In this video, we prove that the limit of sin(θ)/θ as θ approaches 0 is equal to 1. We use a geometric construction involving a unit circle, triangles, and trigonometric functions. By comparing the areas of these triangles and applying the squeeze theorem, we demonstrate that the limit is indeed 1. This proof helps clarify a fundamental concept in calculus.
Want to join the conversation?
- how did one come up with such a complex proof ?
i mean how did one guess that we must first take a part of circle cut it into triangles and make an inequality
also the whole proof was making no sense until we reached the last step ......
sorry if my question is stupid or if i am missing some basic skills to come up with a proof like this!(165 votes)
- whoever did this really clever theorem didn't made it by accident or just because he wanted to know whats the limit of sinx/x without any previous knowledge. It is enough to see the graph of the function to see that sinx/x could be 1. NOW, that's the first step. then, the mathematician must figure a formal and irrefutable theorem for the limit to be commonly accepted. It must be in fact hard to find some relationship like this but these people are just committed with their work but they are normal just like you.(87 votes)

▸ Written exercise A
Do these statements agree with the sin(θ)/θ limit page above? Answer yes or no for each, and quote the deciding words of the page. (i) The proof compares the areas of triangles. (ii) The geometric construction uses a circle of radius 2. (iii) The first reply says that the graph of the function is enough to suggest the limit could be 1.
▸ Written exercise B
On the sin(θ)/θ limit page above, which theorem is applied to show the limit is 1?
▸ Written exercise C
Resume the sin(θ)/θ limit page above, starting after its last sentence.

▸ Listed records
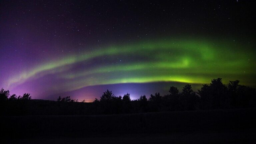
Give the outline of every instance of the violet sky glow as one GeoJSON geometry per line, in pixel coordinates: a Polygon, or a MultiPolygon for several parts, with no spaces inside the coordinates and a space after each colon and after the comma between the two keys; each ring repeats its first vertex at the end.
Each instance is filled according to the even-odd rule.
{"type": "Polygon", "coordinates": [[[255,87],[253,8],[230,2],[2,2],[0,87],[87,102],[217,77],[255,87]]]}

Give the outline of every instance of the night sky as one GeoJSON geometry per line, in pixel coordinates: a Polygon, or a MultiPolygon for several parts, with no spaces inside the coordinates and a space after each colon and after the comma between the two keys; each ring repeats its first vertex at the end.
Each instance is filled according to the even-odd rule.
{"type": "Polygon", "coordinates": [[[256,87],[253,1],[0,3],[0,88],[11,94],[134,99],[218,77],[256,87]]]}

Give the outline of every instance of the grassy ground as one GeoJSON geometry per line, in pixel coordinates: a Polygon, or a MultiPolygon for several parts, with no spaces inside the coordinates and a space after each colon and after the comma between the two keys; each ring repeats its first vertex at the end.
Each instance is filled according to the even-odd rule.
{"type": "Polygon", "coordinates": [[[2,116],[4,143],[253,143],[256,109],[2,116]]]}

--

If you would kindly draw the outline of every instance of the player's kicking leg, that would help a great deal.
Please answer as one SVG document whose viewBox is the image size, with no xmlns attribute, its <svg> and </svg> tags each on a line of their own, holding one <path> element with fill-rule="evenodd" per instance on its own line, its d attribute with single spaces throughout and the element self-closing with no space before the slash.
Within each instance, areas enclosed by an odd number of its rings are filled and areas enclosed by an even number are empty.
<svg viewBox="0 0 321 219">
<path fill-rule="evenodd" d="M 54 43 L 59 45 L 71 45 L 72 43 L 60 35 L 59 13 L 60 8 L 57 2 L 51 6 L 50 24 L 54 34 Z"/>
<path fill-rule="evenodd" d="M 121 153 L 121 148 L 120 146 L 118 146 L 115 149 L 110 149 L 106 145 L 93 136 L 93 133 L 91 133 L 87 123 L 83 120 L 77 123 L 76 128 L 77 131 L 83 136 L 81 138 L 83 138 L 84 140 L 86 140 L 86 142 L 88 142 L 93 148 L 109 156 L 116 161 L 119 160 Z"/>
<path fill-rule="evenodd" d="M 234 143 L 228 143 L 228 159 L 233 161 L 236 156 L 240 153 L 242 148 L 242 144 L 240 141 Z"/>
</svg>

▸ Output A
(i) Yes: "By comparing the areas of these triangles and applying the squeeze theorem, we demonstrate that the limit is indeed 1."
(ii) No: "We use a geometric construction involving a unit circle, triangles, and trigonometric functions."
(iii) Yes: "It is enough to see the graph of the function to see that sinx/x could be 1."

▸ Output B
The squeeze theorem.

▸ Output C
- It seems clear that the area of the wedge is greater than the red triangle, but how do we know they can be equal? Same with the blue triangle being greater than or equal to the wedge.(50 votes)
- As θ approaches 0, all the three areas approach each other, try to think about it visually. Maybe that is the reason we put an equality sign there.(34 votes)
- why does Sal only consider the first and fourth quadrant? he doesn't do an restrict the values of theta.(35 votes)
- Sal was trying to prove that the limit of sin x/x as x approaches zero. To prove this, we'd need to consider values of x approaching 0 from both the positive and the negative side. So, for the sake of simplicity, he cares about the values of x approaching 0 in the interval (-pi/2, pi/2), which approach 0 from both the negative (-pi/2, 0) and the positive (0, pi/2) side. The interval (-pi/2, pi/2) spans only the first and fourth quadrants. This is why Sal discards the rest.(80 votes)
- To Sal Khan,
I believe that more important than learning a concept itself is learning how it came to be, learning how it was discovered, learning how to THINK like that. You can just teach the proof just because you have learnt the proof. But please, if possible, teach how to think like a mathematician. Teach how we can, by ourselves, prove something like this.
I mean, that proof made no sense in the beginning. Half the time, I didn't have a single clue to what he was doing or more importantly, 'why' he was doing it.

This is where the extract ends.